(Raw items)
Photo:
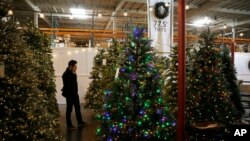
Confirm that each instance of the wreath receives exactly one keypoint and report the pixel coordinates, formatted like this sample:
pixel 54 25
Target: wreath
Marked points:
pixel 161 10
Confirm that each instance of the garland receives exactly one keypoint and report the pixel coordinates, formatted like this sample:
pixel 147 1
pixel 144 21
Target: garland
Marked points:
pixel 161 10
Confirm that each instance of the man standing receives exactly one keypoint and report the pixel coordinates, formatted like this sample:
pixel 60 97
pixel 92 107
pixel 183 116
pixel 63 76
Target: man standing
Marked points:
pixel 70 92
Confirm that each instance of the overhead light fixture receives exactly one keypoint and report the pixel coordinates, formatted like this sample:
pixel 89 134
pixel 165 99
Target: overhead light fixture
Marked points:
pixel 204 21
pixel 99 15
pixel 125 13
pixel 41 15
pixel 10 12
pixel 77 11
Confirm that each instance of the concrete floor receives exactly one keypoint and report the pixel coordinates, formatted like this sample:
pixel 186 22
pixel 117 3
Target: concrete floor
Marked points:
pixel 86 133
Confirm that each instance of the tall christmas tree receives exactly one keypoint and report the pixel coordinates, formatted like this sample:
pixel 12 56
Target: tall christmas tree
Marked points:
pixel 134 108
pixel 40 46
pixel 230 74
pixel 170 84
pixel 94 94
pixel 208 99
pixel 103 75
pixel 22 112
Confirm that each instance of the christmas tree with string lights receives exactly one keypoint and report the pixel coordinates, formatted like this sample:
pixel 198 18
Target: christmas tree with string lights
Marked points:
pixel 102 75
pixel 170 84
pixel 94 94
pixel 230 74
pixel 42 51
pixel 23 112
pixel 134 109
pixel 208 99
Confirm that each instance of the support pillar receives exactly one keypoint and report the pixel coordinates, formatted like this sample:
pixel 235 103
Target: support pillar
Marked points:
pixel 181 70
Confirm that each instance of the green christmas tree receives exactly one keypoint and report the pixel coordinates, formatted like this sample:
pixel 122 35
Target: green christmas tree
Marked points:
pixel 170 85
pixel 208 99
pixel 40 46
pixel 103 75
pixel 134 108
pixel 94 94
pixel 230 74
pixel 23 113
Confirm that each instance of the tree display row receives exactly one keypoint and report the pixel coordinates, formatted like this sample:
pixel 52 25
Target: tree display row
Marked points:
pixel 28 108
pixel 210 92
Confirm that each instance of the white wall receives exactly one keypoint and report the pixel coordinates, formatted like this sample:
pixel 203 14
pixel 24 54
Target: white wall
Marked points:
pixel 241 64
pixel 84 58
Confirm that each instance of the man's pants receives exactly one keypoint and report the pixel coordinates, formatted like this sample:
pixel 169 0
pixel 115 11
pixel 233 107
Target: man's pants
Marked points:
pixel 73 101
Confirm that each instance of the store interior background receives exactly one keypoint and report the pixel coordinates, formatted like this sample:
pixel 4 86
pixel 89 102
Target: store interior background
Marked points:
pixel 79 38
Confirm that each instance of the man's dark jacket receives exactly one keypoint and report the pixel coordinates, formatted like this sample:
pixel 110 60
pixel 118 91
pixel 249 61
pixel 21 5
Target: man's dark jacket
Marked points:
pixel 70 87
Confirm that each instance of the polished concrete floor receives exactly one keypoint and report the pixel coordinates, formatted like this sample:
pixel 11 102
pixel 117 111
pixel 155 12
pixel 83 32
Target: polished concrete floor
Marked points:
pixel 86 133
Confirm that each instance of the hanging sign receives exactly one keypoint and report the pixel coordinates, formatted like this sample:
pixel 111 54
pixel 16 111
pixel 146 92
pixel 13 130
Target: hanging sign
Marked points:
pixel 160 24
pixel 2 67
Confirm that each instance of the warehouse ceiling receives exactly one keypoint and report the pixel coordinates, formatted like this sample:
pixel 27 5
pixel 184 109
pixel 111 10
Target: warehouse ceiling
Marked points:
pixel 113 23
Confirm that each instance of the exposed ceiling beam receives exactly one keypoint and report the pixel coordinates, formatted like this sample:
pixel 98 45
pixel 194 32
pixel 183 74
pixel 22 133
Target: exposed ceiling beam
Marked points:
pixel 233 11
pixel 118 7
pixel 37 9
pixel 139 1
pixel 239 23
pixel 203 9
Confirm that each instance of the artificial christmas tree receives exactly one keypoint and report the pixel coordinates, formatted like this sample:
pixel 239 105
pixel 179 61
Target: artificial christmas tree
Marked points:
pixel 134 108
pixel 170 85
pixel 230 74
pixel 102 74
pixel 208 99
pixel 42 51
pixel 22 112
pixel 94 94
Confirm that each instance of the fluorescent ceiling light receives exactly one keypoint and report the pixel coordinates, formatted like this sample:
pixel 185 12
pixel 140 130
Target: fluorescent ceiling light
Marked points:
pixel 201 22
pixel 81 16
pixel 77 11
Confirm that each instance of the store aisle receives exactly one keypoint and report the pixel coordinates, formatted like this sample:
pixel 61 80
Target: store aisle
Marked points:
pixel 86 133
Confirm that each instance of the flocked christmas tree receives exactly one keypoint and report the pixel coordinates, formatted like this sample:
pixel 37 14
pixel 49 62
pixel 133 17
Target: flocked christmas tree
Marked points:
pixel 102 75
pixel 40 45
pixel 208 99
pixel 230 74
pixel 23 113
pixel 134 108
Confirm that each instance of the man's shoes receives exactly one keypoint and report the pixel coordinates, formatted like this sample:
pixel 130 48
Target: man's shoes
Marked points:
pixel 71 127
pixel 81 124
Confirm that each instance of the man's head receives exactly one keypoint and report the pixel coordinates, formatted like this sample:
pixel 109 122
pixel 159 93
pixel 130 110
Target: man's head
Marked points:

● Set task:
Starting with the first line of the items and going on through the line containing "pixel 70 92", write every line out again, shifting each coordinate in the marked points by -77 and leaving all other lines and numbers unchanged. Leave the pictures out of your answer.

● Result for this exercise:
Photo:
Confirm that each instance of the wreath receives exactly one keypoint and report the pixel coordinates, formatted like this sample:
pixel 54 25
Target: wreath
Marked points:
pixel 84 -67
Confirm that each instance of the garland receives exactly one keypoint and report the pixel coordinates, formatted like this sample:
pixel 147 1
pixel 144 21
Target: garland
Marked points:
pixel 84 -67
Confirm that each instance of the man standing receives exactly one keypoint and report the pixel coordinates, formatted like this sample:
pixel 60 97
pixel 92 107
pixel 183 116
pixel 63 76
Target: man standing
Marked points:
pixel -7 15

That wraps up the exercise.